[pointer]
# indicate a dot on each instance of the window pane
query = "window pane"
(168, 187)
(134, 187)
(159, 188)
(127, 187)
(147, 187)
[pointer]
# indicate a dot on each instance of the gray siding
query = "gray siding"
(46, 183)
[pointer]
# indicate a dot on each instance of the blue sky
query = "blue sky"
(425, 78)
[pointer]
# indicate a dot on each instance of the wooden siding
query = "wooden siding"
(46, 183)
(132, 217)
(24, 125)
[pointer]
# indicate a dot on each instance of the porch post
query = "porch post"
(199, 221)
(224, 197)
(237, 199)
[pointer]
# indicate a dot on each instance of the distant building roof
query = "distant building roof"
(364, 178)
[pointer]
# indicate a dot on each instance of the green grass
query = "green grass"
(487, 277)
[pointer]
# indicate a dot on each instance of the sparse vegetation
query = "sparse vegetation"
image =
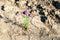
(25, 22)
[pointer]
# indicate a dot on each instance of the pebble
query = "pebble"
(41, 12)
(56, 4)
(43, 19)
(2, 7)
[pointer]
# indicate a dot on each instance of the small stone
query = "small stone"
(56, 4)
(41, 12)
(2, 7)
(1, 16)
(43, 19)
(24, 12)
(39, 6)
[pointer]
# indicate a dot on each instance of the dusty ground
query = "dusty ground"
(44, 20)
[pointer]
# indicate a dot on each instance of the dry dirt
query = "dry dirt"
(11, 20)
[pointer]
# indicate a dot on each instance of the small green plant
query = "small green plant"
(25, 22)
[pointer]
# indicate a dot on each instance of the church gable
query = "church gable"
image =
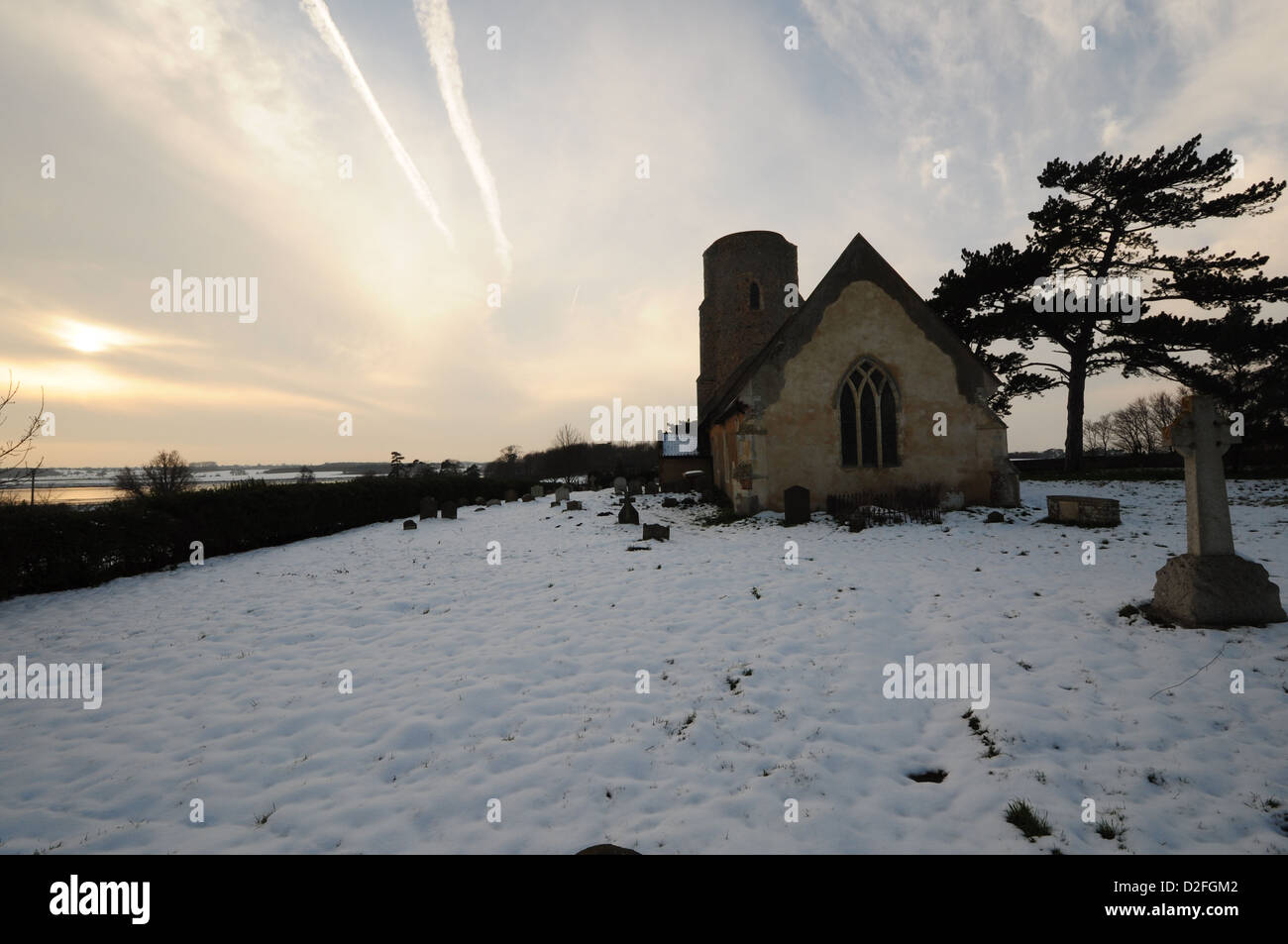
(858, 262)
(863, 389)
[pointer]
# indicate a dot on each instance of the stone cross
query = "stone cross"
(1210, 584)
(1202, 437)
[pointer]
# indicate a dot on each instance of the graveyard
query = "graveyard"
(518, 682)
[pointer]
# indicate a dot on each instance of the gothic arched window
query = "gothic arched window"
(870, 425)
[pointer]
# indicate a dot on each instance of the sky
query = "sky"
(443, 210)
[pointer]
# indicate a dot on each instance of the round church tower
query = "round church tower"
(745, 292)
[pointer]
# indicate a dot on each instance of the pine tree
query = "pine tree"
(1103, 226)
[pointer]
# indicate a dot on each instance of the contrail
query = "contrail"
(436, 26)
(321, 17)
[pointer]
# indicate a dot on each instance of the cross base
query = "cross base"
(1216, 590)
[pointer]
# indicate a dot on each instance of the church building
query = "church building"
(858, 389)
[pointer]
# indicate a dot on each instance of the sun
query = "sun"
(89, 339)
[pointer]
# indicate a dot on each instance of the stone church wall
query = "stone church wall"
(791, 432)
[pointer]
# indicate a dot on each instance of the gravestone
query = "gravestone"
(1210, 584)
(1078, 509)
(795, 505)
(605, 849)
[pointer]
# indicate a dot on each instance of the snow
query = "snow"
(516, 682)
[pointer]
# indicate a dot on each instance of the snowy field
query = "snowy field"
(518, 682)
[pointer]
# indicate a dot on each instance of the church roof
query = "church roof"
(858, 262)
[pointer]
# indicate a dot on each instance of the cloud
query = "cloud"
(436, 26)
(326, 27)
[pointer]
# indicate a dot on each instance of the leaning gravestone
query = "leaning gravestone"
(797, 505)
(1082, 510)
(1210, 584)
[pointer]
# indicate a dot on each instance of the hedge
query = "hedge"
(47, 548)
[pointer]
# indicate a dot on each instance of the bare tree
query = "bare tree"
(1096, 433)
(167, 472)
(1132, 429)
(1163, 408)
(13, 452)
(568, 436)
(129, 481)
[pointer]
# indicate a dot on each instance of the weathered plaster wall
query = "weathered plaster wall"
(795, 438)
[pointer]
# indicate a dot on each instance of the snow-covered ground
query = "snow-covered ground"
(518, 682)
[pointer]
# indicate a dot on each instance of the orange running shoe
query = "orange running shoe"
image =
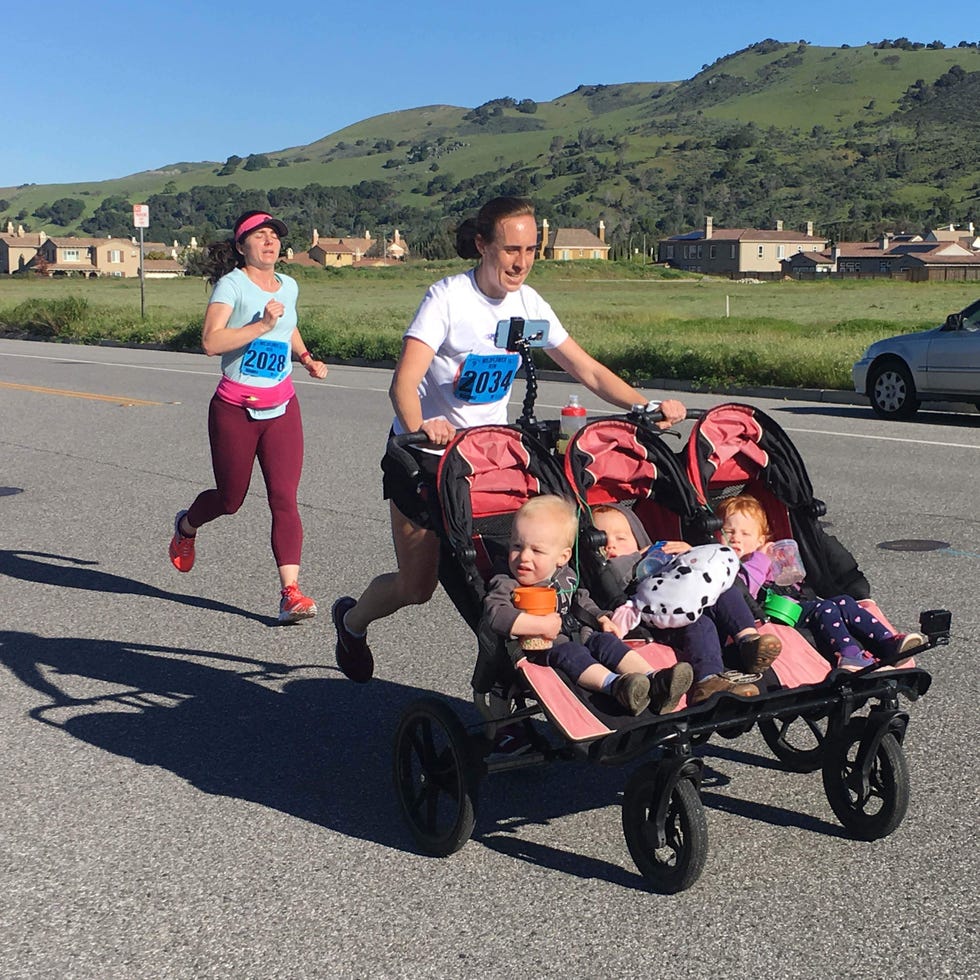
(295, 606)
(181, 547)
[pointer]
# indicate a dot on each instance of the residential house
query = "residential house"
(331, 253)
(900, 256)
(18, 247)
(396, 247)
(737, 252)
(353, 251)
(967, 237)
(570, 244)
(89, 257)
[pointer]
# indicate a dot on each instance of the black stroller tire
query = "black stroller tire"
(678, 864)
(870, 811)
(436, 776)
(791, 741)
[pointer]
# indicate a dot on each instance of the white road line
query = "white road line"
(515, 399)
(856, 435)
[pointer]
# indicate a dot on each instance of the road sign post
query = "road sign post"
(141, 220)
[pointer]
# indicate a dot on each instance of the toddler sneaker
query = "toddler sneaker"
(632, 691)
(738, 677)
(716, 684)
(181, 546)
(855, 661)
(667, 686)
(353, 654)
(758, 652)
(906, 643)
(294, 606)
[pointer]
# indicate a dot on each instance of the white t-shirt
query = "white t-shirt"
(469, 379)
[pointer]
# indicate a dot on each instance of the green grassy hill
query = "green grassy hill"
(857, 139)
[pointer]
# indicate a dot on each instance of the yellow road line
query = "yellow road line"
(116, 399)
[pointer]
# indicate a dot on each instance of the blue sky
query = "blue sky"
(103, 92)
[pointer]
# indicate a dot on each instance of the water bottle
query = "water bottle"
(654, 561)
(572, 419)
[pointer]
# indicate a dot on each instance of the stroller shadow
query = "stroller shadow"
(77, 573)
(226, 724)
(272, 734)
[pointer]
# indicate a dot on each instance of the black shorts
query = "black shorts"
(416, 499)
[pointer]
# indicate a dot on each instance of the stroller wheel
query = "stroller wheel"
(667, 838)
(870, 798)
(436, 776)
(797, 742)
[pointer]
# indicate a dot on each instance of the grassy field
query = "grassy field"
(640, 320)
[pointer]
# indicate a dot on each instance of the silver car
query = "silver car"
(942, 364)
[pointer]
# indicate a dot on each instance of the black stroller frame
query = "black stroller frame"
(439, 763)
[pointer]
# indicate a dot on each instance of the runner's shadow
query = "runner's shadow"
(76, 573)
(308, 746)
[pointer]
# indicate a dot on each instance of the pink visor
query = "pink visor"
(259, 220)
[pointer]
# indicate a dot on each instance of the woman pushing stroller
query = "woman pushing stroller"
(449, 342)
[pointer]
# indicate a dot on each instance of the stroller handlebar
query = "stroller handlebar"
(396, 450)
(650, 413)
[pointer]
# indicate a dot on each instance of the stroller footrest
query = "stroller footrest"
(568, 713)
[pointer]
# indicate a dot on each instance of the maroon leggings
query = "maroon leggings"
(237, 440)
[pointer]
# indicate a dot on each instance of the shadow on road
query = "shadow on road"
(78, 573)
(313, 747)
(947, 418)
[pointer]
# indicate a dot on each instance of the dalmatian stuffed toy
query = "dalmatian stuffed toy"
(678, 593)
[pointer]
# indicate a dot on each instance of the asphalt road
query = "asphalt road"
(192, 791)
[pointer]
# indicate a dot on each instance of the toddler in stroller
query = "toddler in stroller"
(840, 626)
(578, 637)
(747, 470)
(626, 541)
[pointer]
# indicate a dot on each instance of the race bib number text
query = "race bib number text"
(265, 359)
(485, 378)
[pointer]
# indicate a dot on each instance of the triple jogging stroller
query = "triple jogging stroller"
(849, 725)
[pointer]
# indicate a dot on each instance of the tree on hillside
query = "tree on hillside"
(231, 165)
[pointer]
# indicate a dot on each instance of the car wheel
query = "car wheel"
(891, 391)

Task directions:
Reproduce the listing above exactly, excluding all pictures.

Exercise result:
[pointer]
# indicate a dot on each instance of the window pane
query = "window pane"
(168, 187)
(134, 187)
(159, 188)
(127, 187)
(147, 187)
[pointer]
# indicate a dot on each instance of the gray siding
query = "gray siding"
(46, 183)
[pointer]
# indicate a dot on each instance of the blue sky
query = "blue sky"
(425, 78)
[pointer]
# indicate a dot on each instance of the wooden siding
query = "wooden siding"
(46, 183)
(132, 217)
(24, 125)
[pointer]
# indicate a dot on each instance of the porch post
query = "porch post"
(199, 221)
(224, 197)
(237, 199)
[pointer]
# indicate a dot on each instance of the distant building roof
query = "distant building roof"
(364, 178)
[pointer]
# indicate a dot on each instance of the green grass
query = "green grass"
(487, 277)
[pointer]
# indicate a dot on each instance of the sparse vegetation
query = "sparse vegetation"
image =
(25, 22)
[pointer]
# indicate a dot on each instance of the pebble
query = "pebble"
(41, 12)
(56, 4)
(43, 19)
(2, 7)
[pointer]
# indicate a dot on each instance of the small stone
query = "small stone"
(56, 4)
(41, 12)
(2, 7)
(1, 16)
(43, 19)
(24, 12)
(39, 6)
[pointer]
# indicate a dot on each instance of the dusty ground
query = "dusty ground"
(44, 20)
[pointer]
# indicate a dot on each instance of the dry dirt
query = "dry dirt"
(11, 20)
[pointer]
# indicate a dot on each instance of the small green plant
query = "small green plant"
(25, 22)
[pointer]
# indicate a dot on each instance of the church gable
query = "church gable"
image =
(858, 262)
(863, 389)
[pointer]
# indicate a dot on each instance of the stone cross
query = "stone cross"
(1210, 584)
(1202, 437)
[pointer]
# indicate a dot on each instance of the graveyard
query = "graveyard"
(518, 682)
[pointer]
# indicate a dot on each instance of the gothic arched window
query = "gothic arched window"
(870, 425)
[pointer]
# indicate a dot on each instance of the sky
query = "sky"
(443, 210)
[pointer]
# indicate a dot on each instance of the round church tower
query = "round church tower"
(745, 292)
[pointer]
# indicate a dot on each instance of the pine tree
query = "pine tree"
(1103, 226)
[pointer]
# indicate a dot on each instance of the contrail
query = "contrail"
(436, 26)
(321, 17)
[pointer]
# indicate a dot on each instance of the cross base
query = "cross base"
(1216, 590)
[pointer]
# indicate a dot on each instance of the church building
query = "church building"
(858, 389)
[pointer]
# indicate a dot on each instance of the sun
query = "sun"
(89, 339)
[pointer]
# indicate a dot on each instance of the stone church wall
query = "stone church wall"
(791, 432)
[pointer]
# indicate a dot on each instance of the gravestone
query = "gravestone"
(1210, 584)
(1078, 509)
(795, 505)
(605, 849)
[pointer]
# indicate a dot on each instance of the snow
query = "snow"
(516, 682)
[pointer]
# indicate a dot on each instance of the snowy field
query = "snowy field"
(518, 682)
[pointer]
# indicate a dot on each instance of the church roof
query = "church roof"
(858, 262)
[pointer]
# indicate a dot on each instance of the cloud
query = "cloud"
(436, 26)
(326, 27)
[pointer]
# indicate a dot on each instance of the leaning gravestone
query = "leaning gravestone"
(797, 505)
(1082, 510)
(1210, 584)
[pointer]
# indicate a dot on each instance of the hedge
query = "hedge"
(47, 548)
[pointer]
# indicate a dot on each instance of the bare tree
query = "bare tree"
(1096, 433)
(167, 472)
(1132, 429)
(1163, 408)
(13, 452)
(568, 436)
(129, 481)
[pointer]
# indicate a dot on each instance of the weathered plaster wall
query = "weathered plaster wall"
(795, 438)
[pointer]
# indicate a dot on each instance of the snow-covered ground
query = "snow-covered ground"
(518, 682)
[pointer]
# indicate a dot on each instance of the orange running shoe
query = "orange running shoe"
image =
(295, 606)
(181, 547)
[pointer]
# indicate a dot on each instance of the residential house
query = "residential house"
(331, 253)
(900, 256)
(18, 247)
(396, 247)
(737, 252)
(353, 251)
(967, 237)
(570, 244)
(89, 257)
[pointer]
# indicate a dot on each instance of the black stroller tire
query = "black stroller tire"
(678, 864)
(870, 811)
(436, 776)
(791, 741)
[pointer]
# indicate a dot on each instance of the white road line
query = "white road line"
(515, 399)
(856, 435)
[pointer]
# indicate a dot on each instance of the road sign post
query = "road sign post"
(141, 220)
[pointer]
# indicate a dot on each instance of the toddler sneaker
query = "toddler sneaker"
(632, 691)
(738, 677)
(716, 684)
(181, 546)
(855, 661)
(667, 686)
(353, 654)
(758, 652)
(906, 643)
(294, 606)
[pointer]
# indicate a dot on each instance of the white t-shirt
query = "white t-shirt"
(469, 379)
[pointer]
# indicate a dot on each instance of the green grassy hill
query = "green grassy hill"
(857, 139)
[pointer]
# indicate a dot on each instance of the yellow road line
query = "yellow road line"
(116, 399)
[pointer]
# indicate a dot on each instance of the blue sky
query = "blue sky"
(103, 92)
[pointer]
# indicate a dot on each instance of the water bottle
query = "water bottle"
(654, 561)
(572, 419)
[pointer]
# indicate a dot on each instance of the stroller shadow
query = "stroller shadow"
(77, 573)
(226, 724)
(272, 734)
[pointer]
# indicate a dot on each instance of the black shorts
query = "black shorts"
(416, 499)
[pointer]
# indicate a dot on each instance of the stroller wheel
query = "stroller wheel"
(667, 838)
(870, 798)
(436, 776)
(797, 742)
[pointer]
# indicate a dot on each instance of the grassy field
query = "grassy field"
(640, 320)
[pointer]
# indicate a dot on each instance of the silver car
query = "silver car"
(942, 364)
[pointer]
# indicate a dot on each instance of the black stroller frame
query = "black stroller frame"
(439, 763)
[pointer]
# indicate a dot on each instance of the runner's shadow
query = "runner's shadow"
(76, 573)
(308, 746)
[pointer]
# indicate a dot on each instance of the pink visor
query = "pink visor"
(259, 220)
[pointer]
# indicate a dot on each instance of the woman pushing stroller
query = "woman pushing stroller"
(449, 342)
[pointer]
# indicate a dot on each instance of the stroller handlebar
query = "stroller handlebar"
(396, 450)
(650, 413)
[pointer]
# indicate a dot on each instance of the stroller footrest
query = "stroller footrest"
(568, 713)
[pointer]
# indicate a dot on each instance of the maroon leggings
query = "maroon leggings"
(237, 440)
[pointer]
# indicate a dot on each instance of the shadow on road
query = "shadow on road"
(78, 573)
(313, 747)
(947, 418)
[pointer]
# indicate a dot on each instance of the dalmatian stuffed toy
query = "dalmatian stuffed toy"
(678, 593)
[pointer]
# indicate a dot on each instance of the asphalt road
query = "asphalt road"
(192, 791)
[pointer]
# indicate a dot on each instance of the toddler in stroller
query = "toddler in stroller"
(840, 626)
(578, 637)
(747, 470)
(626, 541)
[pointer]
# indicate a dot on each instance of the race bib number text
query = "race bib number text"
(265, 359)
(485, 378)
[pointer]
# indicate a dot on each instance of the triple jogging stroller
query = "triple jogging stroller"
(849, 725)
[pointer]
# indicate a dot on each instance of the tree on hillside
query = "tree on hillside"
(231, 165)
[pointer]
# indicate a dot on each instance of the car wheel
query = "car wheel"
(891, 391)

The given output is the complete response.